### [Rows of box annotation data]
(begin)

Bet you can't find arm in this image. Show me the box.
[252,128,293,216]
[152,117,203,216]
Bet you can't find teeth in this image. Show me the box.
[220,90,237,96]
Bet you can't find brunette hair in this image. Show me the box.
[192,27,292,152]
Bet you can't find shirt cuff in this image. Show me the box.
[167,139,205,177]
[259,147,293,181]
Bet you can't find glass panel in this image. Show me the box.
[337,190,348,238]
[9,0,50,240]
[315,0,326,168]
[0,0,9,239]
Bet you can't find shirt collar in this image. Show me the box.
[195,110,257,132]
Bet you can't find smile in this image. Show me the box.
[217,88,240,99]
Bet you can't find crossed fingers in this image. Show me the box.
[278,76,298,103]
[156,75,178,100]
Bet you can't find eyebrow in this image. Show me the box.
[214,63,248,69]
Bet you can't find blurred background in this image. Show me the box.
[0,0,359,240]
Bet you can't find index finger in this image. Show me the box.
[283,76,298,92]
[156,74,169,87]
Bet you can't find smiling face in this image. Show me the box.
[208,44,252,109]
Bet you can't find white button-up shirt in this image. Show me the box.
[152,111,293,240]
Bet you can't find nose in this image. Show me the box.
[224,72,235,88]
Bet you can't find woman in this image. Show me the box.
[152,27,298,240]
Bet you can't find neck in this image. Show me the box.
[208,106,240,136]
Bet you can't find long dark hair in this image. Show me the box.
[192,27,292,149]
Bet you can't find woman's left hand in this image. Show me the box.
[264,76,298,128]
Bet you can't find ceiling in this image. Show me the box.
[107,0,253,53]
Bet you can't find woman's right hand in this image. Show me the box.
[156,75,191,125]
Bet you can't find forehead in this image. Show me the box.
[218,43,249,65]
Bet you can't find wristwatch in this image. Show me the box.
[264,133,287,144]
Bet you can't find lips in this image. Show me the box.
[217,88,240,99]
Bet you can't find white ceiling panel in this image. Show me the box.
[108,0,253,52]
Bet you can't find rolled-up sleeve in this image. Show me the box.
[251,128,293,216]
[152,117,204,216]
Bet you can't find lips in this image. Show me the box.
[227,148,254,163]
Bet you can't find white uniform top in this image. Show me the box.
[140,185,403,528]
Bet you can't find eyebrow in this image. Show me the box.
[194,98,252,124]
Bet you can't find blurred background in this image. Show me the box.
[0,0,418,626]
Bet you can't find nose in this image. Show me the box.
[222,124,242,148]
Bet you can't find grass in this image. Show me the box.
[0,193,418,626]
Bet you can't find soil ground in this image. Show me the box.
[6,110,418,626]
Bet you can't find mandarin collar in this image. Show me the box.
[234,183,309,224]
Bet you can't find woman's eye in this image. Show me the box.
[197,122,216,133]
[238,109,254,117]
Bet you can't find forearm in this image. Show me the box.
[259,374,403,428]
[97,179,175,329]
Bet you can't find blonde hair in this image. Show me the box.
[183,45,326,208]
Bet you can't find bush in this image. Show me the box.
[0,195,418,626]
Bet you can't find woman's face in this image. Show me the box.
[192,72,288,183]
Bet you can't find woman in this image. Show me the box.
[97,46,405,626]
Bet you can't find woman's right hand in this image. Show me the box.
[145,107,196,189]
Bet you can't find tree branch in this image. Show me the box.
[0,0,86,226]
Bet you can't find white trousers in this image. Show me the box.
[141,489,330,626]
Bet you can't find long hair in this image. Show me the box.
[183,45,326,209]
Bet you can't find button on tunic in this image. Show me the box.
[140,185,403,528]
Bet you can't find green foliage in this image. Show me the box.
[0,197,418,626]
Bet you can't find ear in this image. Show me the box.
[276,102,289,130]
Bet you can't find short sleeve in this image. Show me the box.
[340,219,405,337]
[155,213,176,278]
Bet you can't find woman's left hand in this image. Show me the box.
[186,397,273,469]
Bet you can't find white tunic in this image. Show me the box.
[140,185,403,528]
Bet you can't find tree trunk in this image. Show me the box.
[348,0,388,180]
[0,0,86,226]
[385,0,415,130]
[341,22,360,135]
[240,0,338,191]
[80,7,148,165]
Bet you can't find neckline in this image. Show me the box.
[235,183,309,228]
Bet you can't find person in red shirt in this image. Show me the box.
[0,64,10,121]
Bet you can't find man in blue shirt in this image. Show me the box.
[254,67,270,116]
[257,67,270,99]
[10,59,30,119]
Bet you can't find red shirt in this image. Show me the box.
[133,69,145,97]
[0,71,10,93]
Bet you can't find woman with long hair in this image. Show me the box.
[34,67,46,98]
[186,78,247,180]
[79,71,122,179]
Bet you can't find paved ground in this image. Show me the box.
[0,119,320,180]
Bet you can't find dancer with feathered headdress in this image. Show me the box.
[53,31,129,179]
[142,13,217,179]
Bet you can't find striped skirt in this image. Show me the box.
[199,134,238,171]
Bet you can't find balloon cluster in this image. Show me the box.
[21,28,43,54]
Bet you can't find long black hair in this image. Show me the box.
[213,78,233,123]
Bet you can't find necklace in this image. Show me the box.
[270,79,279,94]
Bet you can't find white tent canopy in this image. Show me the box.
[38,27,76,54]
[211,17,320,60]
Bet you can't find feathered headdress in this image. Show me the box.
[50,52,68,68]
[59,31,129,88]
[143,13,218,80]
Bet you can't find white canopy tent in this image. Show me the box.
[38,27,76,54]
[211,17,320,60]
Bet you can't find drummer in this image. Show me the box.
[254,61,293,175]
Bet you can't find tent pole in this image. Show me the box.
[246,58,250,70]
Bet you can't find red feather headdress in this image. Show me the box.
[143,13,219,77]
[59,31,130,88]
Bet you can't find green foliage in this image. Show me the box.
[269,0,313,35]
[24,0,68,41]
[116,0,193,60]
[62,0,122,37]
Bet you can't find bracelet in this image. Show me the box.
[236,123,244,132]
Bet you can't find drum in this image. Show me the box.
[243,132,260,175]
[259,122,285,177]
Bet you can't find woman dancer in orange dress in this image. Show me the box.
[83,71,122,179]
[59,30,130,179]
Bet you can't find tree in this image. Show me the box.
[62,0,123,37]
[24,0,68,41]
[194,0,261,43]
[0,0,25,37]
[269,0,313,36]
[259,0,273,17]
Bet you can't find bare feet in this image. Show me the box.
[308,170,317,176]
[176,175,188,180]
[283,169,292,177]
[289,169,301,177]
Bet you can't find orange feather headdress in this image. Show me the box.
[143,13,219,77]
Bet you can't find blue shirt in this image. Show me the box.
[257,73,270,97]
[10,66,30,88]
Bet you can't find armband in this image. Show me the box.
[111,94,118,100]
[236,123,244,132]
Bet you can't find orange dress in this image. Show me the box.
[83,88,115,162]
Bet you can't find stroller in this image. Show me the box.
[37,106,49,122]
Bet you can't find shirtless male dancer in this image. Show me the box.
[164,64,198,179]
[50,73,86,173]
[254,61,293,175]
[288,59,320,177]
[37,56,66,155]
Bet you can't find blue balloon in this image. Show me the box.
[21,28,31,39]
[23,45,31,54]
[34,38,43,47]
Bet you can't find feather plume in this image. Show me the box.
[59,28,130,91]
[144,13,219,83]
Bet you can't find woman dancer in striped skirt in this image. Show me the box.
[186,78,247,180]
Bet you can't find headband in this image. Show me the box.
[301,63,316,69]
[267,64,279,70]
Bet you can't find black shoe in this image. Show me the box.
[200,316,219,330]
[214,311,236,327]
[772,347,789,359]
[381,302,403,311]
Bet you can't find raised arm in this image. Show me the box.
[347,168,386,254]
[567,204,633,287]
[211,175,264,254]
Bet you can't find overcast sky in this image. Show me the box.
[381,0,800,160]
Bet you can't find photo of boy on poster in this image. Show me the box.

(end)

### [Task statement]
Rescale everything from the line containing "Bet you can't find long black" down to the line containing "[62,0,122,37]", and give only those lines. Copy each text line unchanged, and multiply every box coordinate by 1.45, rounding to whole numbers with halves rounded up.

### [Problem solution]
Bet you can't find long black hair in this image. Show me the box.
[309,113,338,178]
Bet you can't find necklace in this image. Show me the box.
[392,115,405,136]
Bet you can't find white tent canopy in this image. Show me the box.
[55,39,110,78]
[306,25,464,87]
Bet you can't find feathered headdress in this image. Show me the box.
[73,75,99,99]
[86,45,187,128]
[207,19,316,116]
Bet you can't find white canopy tent in this image. Show me the box.
[55,39,110,78]
[306,25,464,87]
Bet you can't find drummer in this image. Show me the box.
[368,88,425,254]
Bet you can't find tent pole in this image. Show me the box.
[357,84,363,102]
Bet you can't find red feather headdress in this image. Show me the box.
[207,19,318,112]
[86,45,189,128]
Bet you can't find green foliage in this image. Show me the box.
[390,0,454,51]
[35,0,99,59]
[168,0,280,87]
[90,0,177,54]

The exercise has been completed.